**What you are asked to do**
Beginning with the first line, retype exactly the records below up to and including the line with "Target: green leaf"; pictures do not belong in the copy.

Excerpted records START

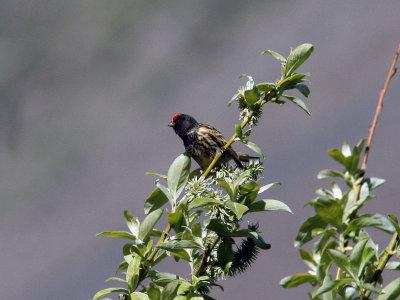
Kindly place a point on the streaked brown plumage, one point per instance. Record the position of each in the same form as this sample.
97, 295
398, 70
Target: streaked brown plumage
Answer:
202, 142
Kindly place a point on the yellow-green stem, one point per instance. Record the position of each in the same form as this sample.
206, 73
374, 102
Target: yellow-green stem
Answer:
387, 254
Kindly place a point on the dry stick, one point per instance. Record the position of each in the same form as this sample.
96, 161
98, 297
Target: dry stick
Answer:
391, 73
382, 93
394, 243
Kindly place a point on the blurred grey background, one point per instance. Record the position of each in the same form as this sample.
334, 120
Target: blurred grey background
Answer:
87, 89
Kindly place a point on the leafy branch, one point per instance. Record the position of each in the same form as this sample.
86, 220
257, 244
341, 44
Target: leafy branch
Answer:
343, 240
223, 196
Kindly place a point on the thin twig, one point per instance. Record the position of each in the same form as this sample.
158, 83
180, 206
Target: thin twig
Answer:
357, 189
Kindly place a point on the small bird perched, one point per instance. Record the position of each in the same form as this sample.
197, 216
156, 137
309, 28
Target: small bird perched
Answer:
203, 142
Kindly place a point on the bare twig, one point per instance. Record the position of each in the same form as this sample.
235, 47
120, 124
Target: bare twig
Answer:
357, 189
391, 73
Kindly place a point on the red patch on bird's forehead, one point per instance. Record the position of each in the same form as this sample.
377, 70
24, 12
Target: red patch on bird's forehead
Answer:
174, 118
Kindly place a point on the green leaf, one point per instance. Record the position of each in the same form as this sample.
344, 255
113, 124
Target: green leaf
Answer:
238, 130
330, 285
356, 257
118, 234
148, 224
299, 103
122, 266
117, 279
225, 254
306, 231
370, 220
102, 293
157, 174
275, 54
156, 200
237, 208
374, 182
153, 291
291, 82
266, 86
307, 257
259, 241
252, 96
253, 147
170, 290
178, 174
166, 192
324, 174
195, 173
302, 88
392, 290
227, 186
269, 205
370, 287
268, 186
200, 202
298, 279
395, 223
175, 219
393, 266
217, 227
341, 261
132, 222
179, 244
159, 277
297, 57
329, 210
132, 273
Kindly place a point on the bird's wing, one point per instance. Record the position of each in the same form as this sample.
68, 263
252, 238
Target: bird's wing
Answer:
217, 137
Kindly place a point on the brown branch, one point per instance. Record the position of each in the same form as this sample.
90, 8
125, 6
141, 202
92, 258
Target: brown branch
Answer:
391, 73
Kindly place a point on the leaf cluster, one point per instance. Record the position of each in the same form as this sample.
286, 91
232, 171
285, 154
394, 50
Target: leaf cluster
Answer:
204, 212
340, 236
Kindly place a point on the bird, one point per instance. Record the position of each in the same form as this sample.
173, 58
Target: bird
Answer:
202, 142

Excerpted records END

**The completed task**
Kindly place a point on the streaked brown plumage, one point per instance. Record the position of each in the same form as this sample.
97, 295
398, 70
Target: streaked brown plumage
Answer:
202, 142
Kindly place a point on the yellow-green stem, one point per instance. Record the position of each in the same form as this sample.
206, 73
374, 102
Target: yellow-green stem
Answer:
387, 254
Kindly place a point on the dry stick, one point per instance. Record the position of each in the same form as this sample.
96, 161
98, 297
Target: dry stick
Answer:
391, 73
382, 93
394, 243
Kindly place a point on the blurred grey background, one point per instance. Record the position of each in the same form as this sample.
334, 120
Target: blurred grey background
Answer:
87, 89
Kindly place a point on the leafy branch, one point per instance. Record the position of each in the same form as this sample.
86, 220
257, 244
341, 44
Target: leafy branch
Answer:
343, 240
223, 196
Kindly place a point on the thin twig, one point per instance. Record the position of each in the same form as this sample.
158, 83
180, 206
Target: thin twig
Answer:
357, 189
Kindly place a point on the small bird perched, one point per instance. Record the position of each in the same form as this sample.
197, 216
156, 137
309, 28
Target: small bird perched
Answer:
203, 142
Kindly place a point on the bare twig, one point per instance. Record the position of each in the same form as this sample.
235, 47
120, 124
Target: bare twig
Answer:
357, 189
391, 73
Kindly place a point on the red patch on bird's forehead, one point per instance. Record the position of each in the same form as this sample.
377, 70
24, 12
Target: red patch on bird's forehead
Answer:
174, 118
Kindly place a point on the green leaf, one point per instance. Record the position of each in the same form as this sample.
344, 255
113, 124
Target: green leaf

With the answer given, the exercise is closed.